Genetic Flaws Found in “Cantonese Cancer”

201009global.jpg(Agence France-Presse, June 1, 2010) – Flaws in three genes could help explain why parts of southern China have extraordinarily high rates of a type of nose-and-throat cancer, scientists said on Sunday.

Experts from China, Singapore and the United States trawled through a genetic datamine of around 10,000 people of southern Chinese descent.

Half of the volunteers had been diagnosed with nasopharyngeal carcinoma, a cancer that forms in the lining of the upper throat lying behind the nose. The other half were otherwise healthy.

What showed up in the cancer group were telltale variants in three genes, according to the research, reported in the journal Nature Genetics.

The three, named TNFRSF19, MDSIEVI1 and CDKN2A/2B, have been previously linked with leukaemia.

Another pointer in the cancer patients was a variation in the human leukocyte antigen (HLA) gene, which has previously been fingered in this disease.

[Problem set]
(a) List every gene the article on nose-and-throat cancer genes names.
(b) Rewrite the stretch of the article on nose-and-throat cancer genes from "The three, named" through "in this disease.", putting "implicated" in place of "fingered".
(c) Carry on the article on nose-and-throat cancer genes from its last sentence.

[Extracted material]
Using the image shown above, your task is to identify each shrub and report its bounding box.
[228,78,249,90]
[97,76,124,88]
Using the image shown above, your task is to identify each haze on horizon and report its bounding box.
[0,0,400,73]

==

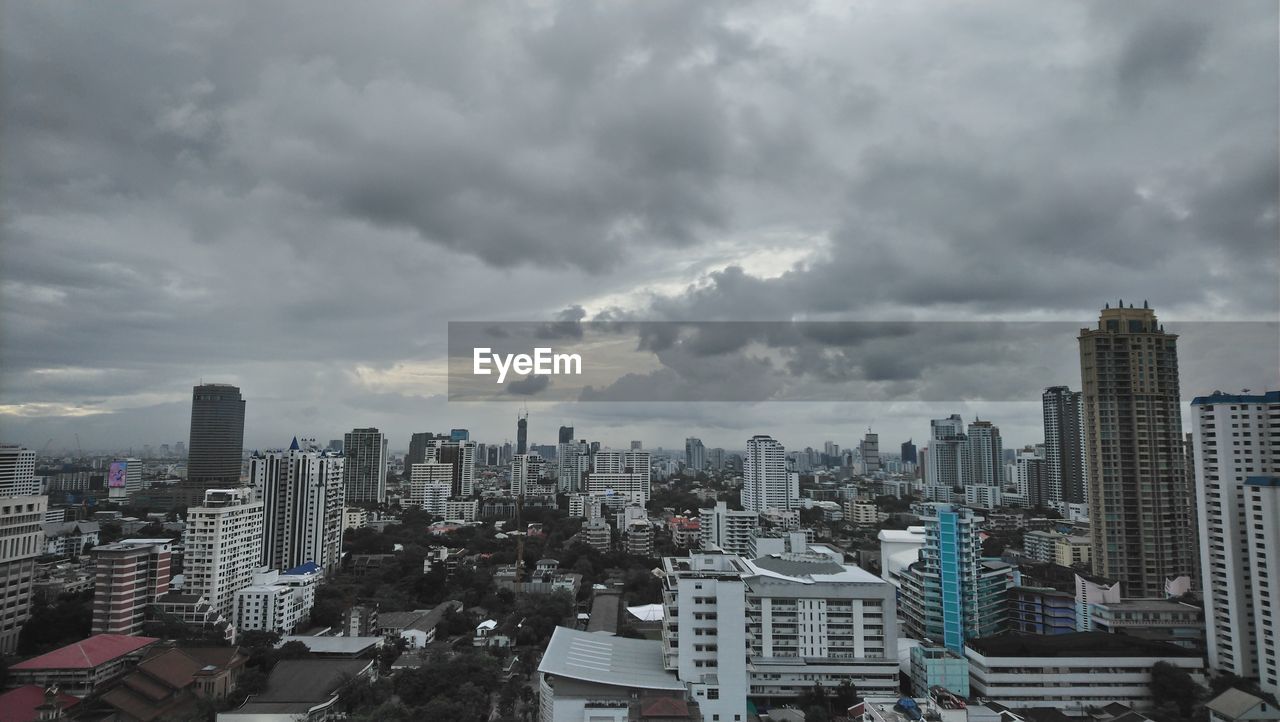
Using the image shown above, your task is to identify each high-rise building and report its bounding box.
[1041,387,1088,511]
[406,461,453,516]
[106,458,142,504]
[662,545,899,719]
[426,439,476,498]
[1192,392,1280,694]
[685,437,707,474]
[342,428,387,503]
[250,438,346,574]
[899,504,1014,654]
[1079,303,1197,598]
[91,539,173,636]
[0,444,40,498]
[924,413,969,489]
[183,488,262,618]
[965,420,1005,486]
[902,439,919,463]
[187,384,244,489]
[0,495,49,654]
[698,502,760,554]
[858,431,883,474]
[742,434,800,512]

[Results for the exercise]
(a)
TNFRSF19
MDSIEVI1
CDKN2A/2B
human leukocyte antigen (HLA)

(b)
The three, named TNFRSF19, MDSIEVI1 and CDKN2A/2B, have been previously linked with leukaemia.

Another pointer in the cancer patients was a variation in the human leukocyte antigen (HLA) gene, which has previously been implicated in this disease.

(c)
The findings are important, says the study, as they could shed light on the molecular pathways of nasopharyngeal carcinoma and its high prevalence in southern China, especially Guangdong province.

In this region, the cancer occurs in about 25 cases per 100,000 people, which is 25 times higher than the rest of the world. As a result, nasopharyngeal carcinoma is sometimes called the "Cantonese cancer."

Only Alaska, parts of northern Africa and southeastern Asia have similarly high rates.

The research was led by the Genome Institute of Singapore and the Sun Yat-Sen University Cancer Centre in Guangzhou.

Nose and throat cancers have lifestyle as well as inherited factors. Smoking, in particular, is a major cause. In nasopharyngeal carcinoma, consumption of salted and pickled foods as well as high levels in the blood of Epstein-Barr virus are additionally in the spotlight.